** To do **
- 1) Rewrite the stretch from "Be sure to check" through "compliance packages etc." in the text on saving on prescription drugs, changing "compliance packages" to "blister packs".
- 2) Pick up the text on saving on prescription drugs after its final sentence and continue it.

Segment Start: Text provided

4. Ask your doctor if they have access to free samples:
Most physicians and healthcare providers get free drug samples as an incentive from pharmaceutical representatives to promote a particular brand or class of drug. According to estimates, pharmaceutical representatives gave out over 10 million pills to Canadian doctors in 2016. While it is beneficial for pharmaceutical companies to create brand awareness for their drugs, it is equally helpful for the patients who can get free samples from the doctor to see how their body and symptoms respond to a new drug. Make sure to check with your healthcare provider if they have any available samples of your prescription drugs.
5. Shop around for less expensive dispensing fees & compare prescription drug prices at different pharmacies:
The dispensing fee may vary from pharmacy to pharmacy and should be considered while choosing your pharmacy, even if the difference is not huge as it adds up over time with each refill. The price of your prescription drug may also vary from pharmacy to pharmacy.
Be sure to check with your doctor if you'd be taking your prescription drugs for an extended period, as reducing the frequency of refills can also help you save on the dispensing fee. For example, getting up to 3 months of refill is cheaper than bi-weekly or monthly refills as you will be paying dispensing fee once in the former case vs. 3-6 times in the latter case. It is important to remember that filling your medications in shorter intervals may be helpful for patients in certain scenarios e.g. patients who are prone to losing their medications, filling medications in compliance packages etc.

Segment End: Text provided
Segment Start: Given information

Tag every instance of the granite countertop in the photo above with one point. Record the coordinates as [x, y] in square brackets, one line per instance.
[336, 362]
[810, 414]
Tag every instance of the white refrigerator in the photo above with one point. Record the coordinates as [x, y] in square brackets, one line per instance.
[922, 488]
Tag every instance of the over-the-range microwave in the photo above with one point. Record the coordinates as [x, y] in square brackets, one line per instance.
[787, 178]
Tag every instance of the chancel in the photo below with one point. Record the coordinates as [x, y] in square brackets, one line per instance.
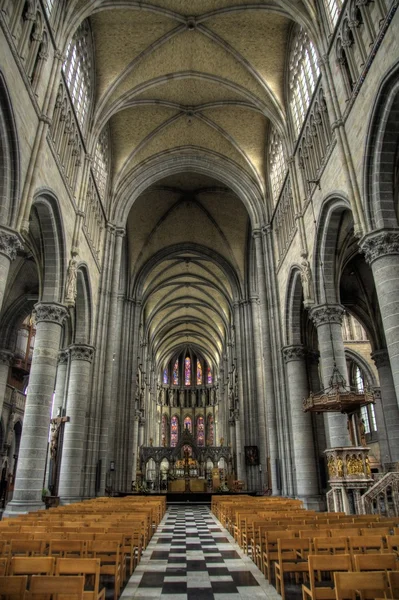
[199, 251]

Segment End: Given information
Segment Start: Given information

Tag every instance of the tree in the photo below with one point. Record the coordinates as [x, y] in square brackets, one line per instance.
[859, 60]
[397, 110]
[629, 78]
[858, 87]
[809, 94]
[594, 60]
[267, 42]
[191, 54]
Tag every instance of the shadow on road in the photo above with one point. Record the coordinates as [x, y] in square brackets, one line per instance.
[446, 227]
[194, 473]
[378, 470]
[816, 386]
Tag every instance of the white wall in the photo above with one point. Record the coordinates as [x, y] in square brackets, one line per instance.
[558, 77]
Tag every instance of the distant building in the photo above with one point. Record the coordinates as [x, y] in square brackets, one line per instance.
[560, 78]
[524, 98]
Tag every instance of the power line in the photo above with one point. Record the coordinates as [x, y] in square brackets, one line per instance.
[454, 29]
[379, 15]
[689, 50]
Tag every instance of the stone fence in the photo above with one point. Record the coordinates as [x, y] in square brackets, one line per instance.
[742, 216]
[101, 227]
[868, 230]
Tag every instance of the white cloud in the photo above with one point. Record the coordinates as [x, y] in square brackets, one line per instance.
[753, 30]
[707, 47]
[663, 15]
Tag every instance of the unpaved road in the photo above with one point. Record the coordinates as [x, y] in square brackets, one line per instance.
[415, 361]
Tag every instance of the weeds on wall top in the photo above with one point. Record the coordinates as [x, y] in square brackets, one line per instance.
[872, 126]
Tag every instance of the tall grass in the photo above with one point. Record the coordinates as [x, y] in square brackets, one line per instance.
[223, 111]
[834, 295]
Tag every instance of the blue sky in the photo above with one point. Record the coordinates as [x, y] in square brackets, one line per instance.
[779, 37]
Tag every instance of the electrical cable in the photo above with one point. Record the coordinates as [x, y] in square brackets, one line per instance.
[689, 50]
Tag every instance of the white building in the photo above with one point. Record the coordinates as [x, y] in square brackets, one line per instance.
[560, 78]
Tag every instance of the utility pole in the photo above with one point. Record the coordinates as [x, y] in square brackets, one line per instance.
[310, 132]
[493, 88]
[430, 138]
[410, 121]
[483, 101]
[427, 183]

Segment End: Given information

** Set of answers **
- 1)
Be sure to check with your doctor if you'd be taking your prescription drugs for an extended period, as reducing the frequency of refills can also help you save on the dispensing fee. For example, getting up to 3 months of refill is cheaper than bi-weekly or monthly refills as you will be paying dispensing fee once in the former case vs. 3-6 times in the latter case. It is important to remember that filling your medications in shorter intervals may be helpful for patients in certain scenarios e.g. patients who are prone to losing their medications, filling medications in blister packs etc.

- 2)
When trying a new medication, do not buy in bulk unless you know how your body reacts and responds to the new medicine. If the drug doesn't help with your symptoms, ask your doctor for an alternative option to test out.
6. Follow the Medical Instructions:
Education and awareness are the keys to better health. Make sure to educate yourself about your health issues to learn about holistic and lifestyle interventions that can improve your overall health. Make sure to use your pharmacist as a resource to learn:
- What medications you are taking
- How do your medications help in improving the symptoms?
- How long are you going to need your medications?
- How long would it take to notice an improvement in symptoms?
- What are some side effects to watch out for?
- When can you evaluate whether medication is helping your health issues?
It is imperative to follow your doctor's advice to improve your health. Not following your doctor's advice or suggested drug regimen is referred to as non-adherence in medical terms and includes:
- Skipping your doses
- Taking a different dose than recommended dose
- Avoiding prescription refills to try to save money
According to a new report released by the World Health Organization, non-adherence to prescription medications costs $4 billion in healthcare costs in Canada, as 5% of all hospitalizations and 5% of emergency visits to physicians' offices are caused by non-adherence medical instructions.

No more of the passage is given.